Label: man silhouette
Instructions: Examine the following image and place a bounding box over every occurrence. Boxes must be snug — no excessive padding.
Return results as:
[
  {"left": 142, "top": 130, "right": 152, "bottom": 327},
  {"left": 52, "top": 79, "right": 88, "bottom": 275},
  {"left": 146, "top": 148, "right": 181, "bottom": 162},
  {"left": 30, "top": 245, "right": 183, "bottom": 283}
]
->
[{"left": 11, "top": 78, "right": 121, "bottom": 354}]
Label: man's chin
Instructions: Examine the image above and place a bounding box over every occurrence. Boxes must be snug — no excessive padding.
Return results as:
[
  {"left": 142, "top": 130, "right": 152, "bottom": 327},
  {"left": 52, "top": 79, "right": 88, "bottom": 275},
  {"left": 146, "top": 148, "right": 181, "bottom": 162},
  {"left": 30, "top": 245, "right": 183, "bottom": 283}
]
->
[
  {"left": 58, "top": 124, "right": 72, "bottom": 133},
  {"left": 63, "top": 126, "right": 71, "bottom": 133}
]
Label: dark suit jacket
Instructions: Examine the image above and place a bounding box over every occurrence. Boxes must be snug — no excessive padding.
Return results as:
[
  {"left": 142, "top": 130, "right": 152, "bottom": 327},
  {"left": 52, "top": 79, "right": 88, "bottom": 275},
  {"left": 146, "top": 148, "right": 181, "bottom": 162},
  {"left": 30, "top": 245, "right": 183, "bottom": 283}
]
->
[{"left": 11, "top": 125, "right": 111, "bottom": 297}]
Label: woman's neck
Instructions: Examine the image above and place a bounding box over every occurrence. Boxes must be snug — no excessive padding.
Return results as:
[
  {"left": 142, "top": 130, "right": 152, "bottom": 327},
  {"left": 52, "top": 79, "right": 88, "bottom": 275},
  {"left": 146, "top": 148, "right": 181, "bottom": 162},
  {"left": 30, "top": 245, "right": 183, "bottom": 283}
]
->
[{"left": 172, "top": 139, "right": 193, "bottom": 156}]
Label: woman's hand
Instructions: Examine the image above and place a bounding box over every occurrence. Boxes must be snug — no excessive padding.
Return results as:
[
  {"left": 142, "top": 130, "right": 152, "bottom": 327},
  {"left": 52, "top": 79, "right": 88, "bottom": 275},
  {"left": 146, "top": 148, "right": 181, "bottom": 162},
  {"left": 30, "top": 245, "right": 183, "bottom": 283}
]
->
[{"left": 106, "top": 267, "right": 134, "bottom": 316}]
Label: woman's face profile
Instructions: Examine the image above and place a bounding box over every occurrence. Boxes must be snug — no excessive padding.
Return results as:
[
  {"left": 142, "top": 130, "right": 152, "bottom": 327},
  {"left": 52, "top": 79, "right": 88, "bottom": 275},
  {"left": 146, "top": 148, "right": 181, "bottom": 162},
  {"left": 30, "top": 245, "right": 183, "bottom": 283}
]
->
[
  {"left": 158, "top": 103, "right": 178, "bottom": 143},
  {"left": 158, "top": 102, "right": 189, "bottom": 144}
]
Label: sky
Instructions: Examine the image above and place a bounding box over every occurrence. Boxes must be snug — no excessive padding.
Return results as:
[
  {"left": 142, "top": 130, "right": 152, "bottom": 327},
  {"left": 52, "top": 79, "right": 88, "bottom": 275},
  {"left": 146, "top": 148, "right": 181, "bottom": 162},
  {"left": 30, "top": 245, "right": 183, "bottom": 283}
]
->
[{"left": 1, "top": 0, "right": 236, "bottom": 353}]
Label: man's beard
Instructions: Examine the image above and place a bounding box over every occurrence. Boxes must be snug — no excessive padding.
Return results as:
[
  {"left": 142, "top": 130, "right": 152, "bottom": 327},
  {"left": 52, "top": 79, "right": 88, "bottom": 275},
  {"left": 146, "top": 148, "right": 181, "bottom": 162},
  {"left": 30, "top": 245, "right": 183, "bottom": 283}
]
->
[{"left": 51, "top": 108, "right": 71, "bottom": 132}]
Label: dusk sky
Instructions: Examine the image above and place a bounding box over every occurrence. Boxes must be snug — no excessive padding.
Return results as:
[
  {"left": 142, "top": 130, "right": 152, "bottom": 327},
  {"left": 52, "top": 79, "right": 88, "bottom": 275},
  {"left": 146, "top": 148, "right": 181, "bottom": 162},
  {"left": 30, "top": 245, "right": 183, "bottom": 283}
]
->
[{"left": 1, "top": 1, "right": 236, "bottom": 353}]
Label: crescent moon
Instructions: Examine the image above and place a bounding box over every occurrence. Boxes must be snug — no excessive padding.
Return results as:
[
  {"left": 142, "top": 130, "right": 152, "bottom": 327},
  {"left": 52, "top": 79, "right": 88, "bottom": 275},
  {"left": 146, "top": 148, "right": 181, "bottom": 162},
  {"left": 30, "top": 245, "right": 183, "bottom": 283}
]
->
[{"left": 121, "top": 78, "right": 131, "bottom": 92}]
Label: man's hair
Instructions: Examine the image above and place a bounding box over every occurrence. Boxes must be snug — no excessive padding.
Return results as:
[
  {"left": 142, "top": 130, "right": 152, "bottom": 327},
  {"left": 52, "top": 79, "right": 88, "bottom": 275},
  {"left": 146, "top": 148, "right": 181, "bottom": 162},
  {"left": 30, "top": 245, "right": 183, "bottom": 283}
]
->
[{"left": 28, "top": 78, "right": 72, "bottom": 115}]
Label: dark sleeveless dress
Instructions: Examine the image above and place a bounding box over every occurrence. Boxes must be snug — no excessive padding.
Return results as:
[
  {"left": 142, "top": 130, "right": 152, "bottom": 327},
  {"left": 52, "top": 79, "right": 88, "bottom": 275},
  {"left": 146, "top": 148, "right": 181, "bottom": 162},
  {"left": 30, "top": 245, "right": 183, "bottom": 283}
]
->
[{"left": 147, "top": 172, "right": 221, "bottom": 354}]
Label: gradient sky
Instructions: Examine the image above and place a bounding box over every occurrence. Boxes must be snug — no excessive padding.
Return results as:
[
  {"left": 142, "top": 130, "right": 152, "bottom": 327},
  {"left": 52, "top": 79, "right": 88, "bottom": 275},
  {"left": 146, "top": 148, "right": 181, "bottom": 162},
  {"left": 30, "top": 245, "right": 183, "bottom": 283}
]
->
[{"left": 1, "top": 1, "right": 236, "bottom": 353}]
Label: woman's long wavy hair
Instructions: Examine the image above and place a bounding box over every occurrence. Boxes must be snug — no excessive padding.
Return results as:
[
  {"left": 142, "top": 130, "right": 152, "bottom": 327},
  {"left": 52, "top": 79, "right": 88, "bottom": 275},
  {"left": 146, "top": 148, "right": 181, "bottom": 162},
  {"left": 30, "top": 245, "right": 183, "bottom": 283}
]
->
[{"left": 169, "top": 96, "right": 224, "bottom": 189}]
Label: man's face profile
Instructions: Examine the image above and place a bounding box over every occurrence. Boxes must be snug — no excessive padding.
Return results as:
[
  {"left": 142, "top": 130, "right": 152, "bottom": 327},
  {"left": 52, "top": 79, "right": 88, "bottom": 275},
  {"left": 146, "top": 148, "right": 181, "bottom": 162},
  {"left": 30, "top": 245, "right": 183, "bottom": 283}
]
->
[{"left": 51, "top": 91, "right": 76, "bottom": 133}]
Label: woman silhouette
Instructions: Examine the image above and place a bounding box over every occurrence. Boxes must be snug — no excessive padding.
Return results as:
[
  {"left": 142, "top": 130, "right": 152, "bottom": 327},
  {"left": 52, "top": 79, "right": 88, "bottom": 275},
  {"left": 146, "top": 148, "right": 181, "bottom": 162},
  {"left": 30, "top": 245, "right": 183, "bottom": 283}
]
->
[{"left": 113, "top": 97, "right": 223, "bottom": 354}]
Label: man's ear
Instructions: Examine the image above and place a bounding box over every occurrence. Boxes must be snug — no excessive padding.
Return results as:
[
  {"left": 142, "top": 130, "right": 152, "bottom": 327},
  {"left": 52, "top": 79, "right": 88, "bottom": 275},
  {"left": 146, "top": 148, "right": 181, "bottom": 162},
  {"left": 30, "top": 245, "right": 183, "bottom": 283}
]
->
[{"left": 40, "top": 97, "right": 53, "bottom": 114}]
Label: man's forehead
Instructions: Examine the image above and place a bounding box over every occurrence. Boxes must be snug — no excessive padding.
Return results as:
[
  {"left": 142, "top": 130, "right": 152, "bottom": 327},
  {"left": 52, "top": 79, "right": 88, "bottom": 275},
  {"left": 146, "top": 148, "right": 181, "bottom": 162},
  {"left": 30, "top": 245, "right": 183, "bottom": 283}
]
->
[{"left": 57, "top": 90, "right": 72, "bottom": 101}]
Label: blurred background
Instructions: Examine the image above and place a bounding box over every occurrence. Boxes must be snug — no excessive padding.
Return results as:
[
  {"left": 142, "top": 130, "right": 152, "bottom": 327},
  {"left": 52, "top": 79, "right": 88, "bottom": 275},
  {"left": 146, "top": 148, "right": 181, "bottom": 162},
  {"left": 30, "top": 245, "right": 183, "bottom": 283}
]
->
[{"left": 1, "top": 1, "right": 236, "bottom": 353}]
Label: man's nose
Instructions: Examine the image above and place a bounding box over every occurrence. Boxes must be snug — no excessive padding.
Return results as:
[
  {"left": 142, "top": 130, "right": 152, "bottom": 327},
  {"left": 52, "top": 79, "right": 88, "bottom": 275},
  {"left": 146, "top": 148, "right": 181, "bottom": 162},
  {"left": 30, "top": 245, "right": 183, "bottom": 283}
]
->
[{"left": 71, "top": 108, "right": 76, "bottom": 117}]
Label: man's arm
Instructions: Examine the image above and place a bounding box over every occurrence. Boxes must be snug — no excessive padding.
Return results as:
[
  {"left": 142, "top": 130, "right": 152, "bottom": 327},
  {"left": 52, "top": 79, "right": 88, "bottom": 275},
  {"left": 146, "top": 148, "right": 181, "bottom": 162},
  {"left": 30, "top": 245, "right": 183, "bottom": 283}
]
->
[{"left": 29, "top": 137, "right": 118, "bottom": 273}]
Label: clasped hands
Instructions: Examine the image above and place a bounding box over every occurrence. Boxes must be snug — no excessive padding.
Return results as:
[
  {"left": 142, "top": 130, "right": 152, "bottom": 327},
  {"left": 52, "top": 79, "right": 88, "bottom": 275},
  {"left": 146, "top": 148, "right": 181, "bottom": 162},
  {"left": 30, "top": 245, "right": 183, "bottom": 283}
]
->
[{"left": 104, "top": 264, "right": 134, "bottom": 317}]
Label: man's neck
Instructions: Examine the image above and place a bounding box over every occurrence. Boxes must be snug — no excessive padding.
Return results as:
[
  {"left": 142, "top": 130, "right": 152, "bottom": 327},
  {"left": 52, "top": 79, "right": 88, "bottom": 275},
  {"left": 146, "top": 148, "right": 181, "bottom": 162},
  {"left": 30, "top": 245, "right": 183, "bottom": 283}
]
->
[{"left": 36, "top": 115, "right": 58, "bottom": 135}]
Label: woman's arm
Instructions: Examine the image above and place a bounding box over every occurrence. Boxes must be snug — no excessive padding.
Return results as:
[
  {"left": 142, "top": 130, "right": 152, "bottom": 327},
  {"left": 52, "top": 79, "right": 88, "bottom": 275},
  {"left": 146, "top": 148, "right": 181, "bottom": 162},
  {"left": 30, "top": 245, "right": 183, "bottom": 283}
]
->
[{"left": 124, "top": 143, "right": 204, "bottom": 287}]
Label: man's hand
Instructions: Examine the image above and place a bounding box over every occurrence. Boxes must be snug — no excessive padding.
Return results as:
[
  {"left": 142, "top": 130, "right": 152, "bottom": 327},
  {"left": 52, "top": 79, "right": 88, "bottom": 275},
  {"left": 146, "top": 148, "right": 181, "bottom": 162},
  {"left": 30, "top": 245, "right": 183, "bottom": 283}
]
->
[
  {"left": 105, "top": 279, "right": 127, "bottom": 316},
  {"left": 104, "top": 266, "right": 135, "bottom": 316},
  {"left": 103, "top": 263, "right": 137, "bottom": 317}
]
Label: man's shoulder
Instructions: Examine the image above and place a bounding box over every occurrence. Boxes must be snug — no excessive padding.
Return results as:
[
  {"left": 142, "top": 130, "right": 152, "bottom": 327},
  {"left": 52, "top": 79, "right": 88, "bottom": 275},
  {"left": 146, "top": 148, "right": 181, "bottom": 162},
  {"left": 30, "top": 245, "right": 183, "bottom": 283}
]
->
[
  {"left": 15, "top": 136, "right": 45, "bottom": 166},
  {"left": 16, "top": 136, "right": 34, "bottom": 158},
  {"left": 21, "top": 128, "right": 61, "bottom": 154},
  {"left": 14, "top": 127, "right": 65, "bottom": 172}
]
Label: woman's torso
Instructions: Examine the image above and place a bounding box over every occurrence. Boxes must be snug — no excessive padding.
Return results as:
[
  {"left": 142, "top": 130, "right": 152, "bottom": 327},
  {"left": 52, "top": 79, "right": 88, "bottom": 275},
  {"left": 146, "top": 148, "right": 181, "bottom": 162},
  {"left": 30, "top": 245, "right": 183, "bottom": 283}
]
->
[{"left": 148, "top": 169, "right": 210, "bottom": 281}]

*HOW TO COMPLETE THIS TASK*.
Wherever a line contains the string "profile", copy that line from the data.

*EXERCISE SOLUTION*.
Label: woman's face profile
Label: man's face profile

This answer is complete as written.